## Given problem
Convert the data below into a numbered list, one line per entry, with no blank lines. Leave the pictures out of your answer.

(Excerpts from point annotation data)
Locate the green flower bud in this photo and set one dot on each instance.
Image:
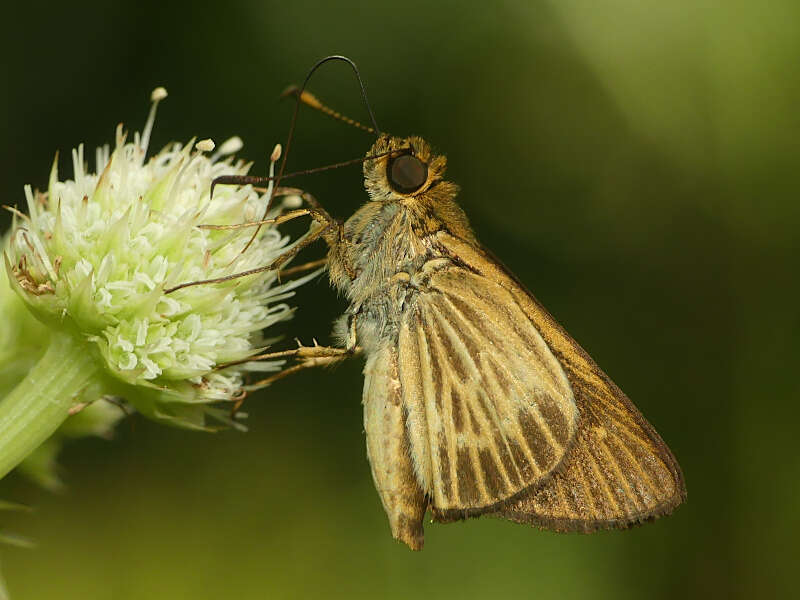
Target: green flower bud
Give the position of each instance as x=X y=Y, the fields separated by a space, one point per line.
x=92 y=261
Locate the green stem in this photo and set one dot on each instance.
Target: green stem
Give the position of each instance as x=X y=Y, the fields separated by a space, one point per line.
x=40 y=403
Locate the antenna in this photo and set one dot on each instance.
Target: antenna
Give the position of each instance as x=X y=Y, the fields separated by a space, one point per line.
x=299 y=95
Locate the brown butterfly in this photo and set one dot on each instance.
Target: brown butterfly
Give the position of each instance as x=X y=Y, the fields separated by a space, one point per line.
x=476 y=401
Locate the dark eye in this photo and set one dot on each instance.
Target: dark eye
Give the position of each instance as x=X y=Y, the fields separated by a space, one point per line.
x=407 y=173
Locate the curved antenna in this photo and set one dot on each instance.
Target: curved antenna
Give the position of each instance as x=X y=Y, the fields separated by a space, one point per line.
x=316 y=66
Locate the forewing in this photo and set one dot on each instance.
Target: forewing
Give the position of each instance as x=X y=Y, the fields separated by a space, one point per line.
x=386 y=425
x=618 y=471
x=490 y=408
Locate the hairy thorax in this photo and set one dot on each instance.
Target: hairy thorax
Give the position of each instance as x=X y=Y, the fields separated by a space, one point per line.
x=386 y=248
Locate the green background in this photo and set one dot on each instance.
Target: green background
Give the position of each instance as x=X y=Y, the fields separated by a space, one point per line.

## Output
1. Locate the green flower bud in this photo and set one dot on each instance.
2. Image:
3. Target: green flower bud
4. Give the position of each instance as x=X y=Y, the fields separated by a space, one point per line.
5. x=92 y=261
6. Locate the green stem in this photo and set one dot on each instance.
7. Target: green stem
8. Give the position of each instance as x=X y=Y, the fields separated by a space, one point per line.
9. x=40 y=403
10. Locate the antenna in this photo and set one dot on each instance.
11. Target: antenna
12. Give the position of each instance as x=X y=Y, the fields separated by a space, one point per line.
13. x=299 y=95
14. Locate the brown butterfly in this photo and set one dot on each instance.
15. Target: brown butterfly
16. Give the position of each instance as x=X y=Y, the fields separated by a space, one point per line.
17. x=476 y=401
18. Locate the dark eye in this photo and set one dot on each instance.
19. Target: dark eye
20. Give the position of each instance as x=X y=Y, the fields separated by a space, one point per line.
21. x=407 y=173
22. Locate the curved antenna in this photo and set one dot on each instance.
23. Target: curved antenna
24. Give the position of each instance as x=X y=Y, the fields separated by a space, one point per line.
25. x=316 y=66
26. Locate the forewing in this photo and set one dot on each instance.
27. Target: forewing
28. Give the position of each instance as x=X y=Y, the fields separated by a space, one point per line.
29. x=386 y=425
30. x=618 y=471
31. x=490 y=408
32. Locate the hairy thorax in this photo and set one dot on each instance.
33. Target: hairy thorax
34. Give the position of each instance as x=X y=Y, the fields separated by a space, one point per line.
35. x=386 y=248
36. Locate the green background in this photo and set one dot on each instance.
37. Target: green background
38. Give the position of each instance as x=X y=Y, the fields separated by a space, one point per line.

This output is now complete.